▶ GOAL
Rewrite the lines running from the line with "QA task: the asset above is tagged with blue rope." through the end of the records, swapping "blue rope" for "coiled rope" and leaving everything else as it is.

Excerpts of bounding box data:
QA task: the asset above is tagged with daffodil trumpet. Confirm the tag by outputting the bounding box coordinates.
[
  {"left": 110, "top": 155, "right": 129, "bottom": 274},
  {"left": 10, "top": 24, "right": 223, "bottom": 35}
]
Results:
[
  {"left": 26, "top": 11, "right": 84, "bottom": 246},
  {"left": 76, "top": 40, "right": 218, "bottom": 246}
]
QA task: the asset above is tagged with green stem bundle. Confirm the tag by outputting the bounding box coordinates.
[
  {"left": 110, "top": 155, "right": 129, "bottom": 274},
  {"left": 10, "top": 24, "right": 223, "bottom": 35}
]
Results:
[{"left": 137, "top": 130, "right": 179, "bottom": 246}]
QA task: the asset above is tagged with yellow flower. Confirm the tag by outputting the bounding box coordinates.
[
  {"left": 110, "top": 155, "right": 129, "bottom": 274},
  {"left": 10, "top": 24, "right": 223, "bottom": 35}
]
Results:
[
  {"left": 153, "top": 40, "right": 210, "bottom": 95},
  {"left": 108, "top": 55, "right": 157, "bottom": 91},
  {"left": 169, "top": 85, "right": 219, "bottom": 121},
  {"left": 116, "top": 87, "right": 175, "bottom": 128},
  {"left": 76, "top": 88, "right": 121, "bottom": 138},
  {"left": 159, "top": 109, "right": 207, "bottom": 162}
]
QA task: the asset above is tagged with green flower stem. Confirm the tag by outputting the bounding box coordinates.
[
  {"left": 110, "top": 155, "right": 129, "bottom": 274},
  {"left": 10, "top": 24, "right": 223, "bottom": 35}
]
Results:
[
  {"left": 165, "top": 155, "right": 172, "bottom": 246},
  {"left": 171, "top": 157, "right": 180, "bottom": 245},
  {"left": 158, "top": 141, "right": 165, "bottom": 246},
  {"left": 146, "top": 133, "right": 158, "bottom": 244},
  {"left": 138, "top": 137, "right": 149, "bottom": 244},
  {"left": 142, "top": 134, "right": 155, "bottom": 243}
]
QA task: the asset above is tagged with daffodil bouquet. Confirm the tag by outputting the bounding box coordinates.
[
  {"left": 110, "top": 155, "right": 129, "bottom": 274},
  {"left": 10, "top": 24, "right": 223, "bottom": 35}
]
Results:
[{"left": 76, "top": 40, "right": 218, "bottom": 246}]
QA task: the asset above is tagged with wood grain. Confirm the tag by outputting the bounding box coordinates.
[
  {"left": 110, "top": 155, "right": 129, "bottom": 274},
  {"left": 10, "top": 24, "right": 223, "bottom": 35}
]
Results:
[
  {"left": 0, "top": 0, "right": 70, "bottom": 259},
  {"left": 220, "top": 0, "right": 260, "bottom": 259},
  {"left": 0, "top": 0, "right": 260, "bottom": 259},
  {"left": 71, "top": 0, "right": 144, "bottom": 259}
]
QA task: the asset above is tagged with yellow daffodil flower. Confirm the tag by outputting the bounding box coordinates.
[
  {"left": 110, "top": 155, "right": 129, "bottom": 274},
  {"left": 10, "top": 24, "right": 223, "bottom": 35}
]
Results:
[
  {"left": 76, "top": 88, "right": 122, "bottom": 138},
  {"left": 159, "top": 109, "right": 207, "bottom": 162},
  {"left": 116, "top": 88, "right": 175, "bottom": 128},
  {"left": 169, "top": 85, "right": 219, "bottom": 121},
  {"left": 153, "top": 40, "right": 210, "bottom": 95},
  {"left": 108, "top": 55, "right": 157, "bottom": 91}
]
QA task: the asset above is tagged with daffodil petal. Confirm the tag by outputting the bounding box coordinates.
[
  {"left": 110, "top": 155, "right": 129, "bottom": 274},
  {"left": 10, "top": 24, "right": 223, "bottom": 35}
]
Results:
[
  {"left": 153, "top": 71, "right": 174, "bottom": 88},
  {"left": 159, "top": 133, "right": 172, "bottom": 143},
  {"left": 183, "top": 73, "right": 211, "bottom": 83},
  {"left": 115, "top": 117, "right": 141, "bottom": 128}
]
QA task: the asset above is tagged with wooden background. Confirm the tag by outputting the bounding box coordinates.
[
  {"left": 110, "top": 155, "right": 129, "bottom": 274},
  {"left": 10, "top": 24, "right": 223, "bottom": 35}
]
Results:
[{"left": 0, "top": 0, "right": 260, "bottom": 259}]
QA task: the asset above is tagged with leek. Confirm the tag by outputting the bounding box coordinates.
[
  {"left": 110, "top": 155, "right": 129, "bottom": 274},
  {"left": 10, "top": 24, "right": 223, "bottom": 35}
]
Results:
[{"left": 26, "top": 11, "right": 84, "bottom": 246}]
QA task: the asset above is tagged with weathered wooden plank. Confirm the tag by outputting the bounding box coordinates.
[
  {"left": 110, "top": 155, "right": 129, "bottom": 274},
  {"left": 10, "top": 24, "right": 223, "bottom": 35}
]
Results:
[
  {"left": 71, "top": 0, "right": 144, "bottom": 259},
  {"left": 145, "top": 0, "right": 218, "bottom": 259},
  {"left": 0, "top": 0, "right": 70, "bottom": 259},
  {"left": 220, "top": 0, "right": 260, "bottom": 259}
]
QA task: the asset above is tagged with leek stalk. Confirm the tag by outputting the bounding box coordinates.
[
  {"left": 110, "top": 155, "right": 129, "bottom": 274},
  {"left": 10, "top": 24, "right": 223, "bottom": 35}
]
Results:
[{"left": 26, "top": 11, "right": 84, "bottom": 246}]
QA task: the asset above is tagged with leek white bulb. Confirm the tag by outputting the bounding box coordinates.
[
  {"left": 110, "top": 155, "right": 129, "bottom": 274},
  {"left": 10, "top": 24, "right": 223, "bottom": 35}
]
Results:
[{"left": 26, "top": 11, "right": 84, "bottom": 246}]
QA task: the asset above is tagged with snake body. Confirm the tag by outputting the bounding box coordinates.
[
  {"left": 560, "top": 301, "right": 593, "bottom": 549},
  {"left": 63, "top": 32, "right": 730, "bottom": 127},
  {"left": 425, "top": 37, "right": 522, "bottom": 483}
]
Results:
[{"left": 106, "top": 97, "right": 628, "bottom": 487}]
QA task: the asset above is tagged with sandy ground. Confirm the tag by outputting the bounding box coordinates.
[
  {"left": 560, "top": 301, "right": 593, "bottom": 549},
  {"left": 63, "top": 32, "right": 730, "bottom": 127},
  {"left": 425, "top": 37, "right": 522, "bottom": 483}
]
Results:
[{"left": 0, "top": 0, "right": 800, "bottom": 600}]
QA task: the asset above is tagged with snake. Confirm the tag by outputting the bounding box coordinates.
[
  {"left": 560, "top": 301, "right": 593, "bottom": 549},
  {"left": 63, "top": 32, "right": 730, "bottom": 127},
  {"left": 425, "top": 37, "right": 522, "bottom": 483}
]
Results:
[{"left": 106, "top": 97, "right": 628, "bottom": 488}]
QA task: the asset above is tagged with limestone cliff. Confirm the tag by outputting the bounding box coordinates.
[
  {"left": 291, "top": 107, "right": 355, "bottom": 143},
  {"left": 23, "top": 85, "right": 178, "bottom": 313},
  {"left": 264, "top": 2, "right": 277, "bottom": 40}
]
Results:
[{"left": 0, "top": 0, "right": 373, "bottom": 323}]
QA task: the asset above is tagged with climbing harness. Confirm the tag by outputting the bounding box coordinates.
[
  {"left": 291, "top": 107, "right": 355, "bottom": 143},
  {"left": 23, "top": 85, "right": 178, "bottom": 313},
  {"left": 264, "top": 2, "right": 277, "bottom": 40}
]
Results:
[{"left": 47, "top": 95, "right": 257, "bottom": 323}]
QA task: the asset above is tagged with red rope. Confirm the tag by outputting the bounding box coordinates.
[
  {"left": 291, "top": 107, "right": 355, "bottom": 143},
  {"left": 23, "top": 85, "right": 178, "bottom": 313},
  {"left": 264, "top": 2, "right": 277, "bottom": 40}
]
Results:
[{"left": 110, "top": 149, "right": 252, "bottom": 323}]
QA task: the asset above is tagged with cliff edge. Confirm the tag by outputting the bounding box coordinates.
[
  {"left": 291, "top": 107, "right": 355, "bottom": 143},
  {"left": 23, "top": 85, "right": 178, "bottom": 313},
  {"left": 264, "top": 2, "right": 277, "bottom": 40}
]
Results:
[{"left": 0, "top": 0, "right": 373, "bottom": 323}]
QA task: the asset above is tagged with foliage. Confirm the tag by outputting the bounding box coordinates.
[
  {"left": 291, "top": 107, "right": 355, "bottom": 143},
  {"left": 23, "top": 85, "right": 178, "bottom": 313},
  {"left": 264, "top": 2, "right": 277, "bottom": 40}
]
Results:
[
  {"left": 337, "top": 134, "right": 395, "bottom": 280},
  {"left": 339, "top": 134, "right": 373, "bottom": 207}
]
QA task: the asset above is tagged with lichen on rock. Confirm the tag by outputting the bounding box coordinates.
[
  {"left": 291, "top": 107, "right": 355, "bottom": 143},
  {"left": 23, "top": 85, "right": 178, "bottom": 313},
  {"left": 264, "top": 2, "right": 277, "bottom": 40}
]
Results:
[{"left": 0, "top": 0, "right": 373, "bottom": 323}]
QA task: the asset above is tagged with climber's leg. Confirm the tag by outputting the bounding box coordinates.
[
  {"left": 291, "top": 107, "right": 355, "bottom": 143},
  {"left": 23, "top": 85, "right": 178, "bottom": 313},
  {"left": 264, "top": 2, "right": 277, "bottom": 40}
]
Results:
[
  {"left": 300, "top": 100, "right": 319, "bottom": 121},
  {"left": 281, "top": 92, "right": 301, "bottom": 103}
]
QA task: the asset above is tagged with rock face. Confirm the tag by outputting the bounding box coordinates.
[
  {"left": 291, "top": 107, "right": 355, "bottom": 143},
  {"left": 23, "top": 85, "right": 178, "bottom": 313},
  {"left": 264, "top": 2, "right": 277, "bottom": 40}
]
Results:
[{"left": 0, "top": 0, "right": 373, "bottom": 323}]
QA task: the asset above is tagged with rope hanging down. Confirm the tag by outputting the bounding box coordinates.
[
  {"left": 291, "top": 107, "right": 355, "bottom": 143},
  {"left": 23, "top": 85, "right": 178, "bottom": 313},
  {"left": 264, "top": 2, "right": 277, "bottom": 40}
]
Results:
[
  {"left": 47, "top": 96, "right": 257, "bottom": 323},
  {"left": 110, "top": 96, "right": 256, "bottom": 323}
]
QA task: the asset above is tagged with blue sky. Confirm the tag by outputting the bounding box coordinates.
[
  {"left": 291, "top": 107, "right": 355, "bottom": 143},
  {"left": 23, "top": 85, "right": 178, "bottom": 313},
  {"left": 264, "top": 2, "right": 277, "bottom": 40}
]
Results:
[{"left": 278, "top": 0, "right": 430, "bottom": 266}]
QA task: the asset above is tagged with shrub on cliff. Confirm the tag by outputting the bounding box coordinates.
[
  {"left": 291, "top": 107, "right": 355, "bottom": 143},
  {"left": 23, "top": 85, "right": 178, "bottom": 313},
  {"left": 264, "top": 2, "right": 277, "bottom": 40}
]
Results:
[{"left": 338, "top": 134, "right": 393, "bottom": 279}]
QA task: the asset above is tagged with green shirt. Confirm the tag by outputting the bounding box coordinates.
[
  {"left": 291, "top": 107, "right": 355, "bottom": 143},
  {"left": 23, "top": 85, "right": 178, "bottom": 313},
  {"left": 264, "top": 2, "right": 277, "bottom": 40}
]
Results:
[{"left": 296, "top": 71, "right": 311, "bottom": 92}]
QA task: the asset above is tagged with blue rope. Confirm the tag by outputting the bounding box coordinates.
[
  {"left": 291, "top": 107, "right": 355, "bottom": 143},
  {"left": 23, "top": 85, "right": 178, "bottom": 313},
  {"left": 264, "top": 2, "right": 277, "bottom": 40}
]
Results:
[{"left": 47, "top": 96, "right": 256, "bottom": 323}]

▶ WORKED ANSWER
QA task: the asset above is tagged with coiled rope. Confirm the tag by outputting the bounding box coordinates.
[
  {"left": 291, "top": 107, "right": 355, "bottom": 143},
  {"left": 23, "top": 85, "right": 178, "bottom": 313},
  {"left": 264, "top": 2, "right": 277, "bottom": 40}
]
Results:
[{"left": 47, "top": 96, "right": 256, "bottom": 323}]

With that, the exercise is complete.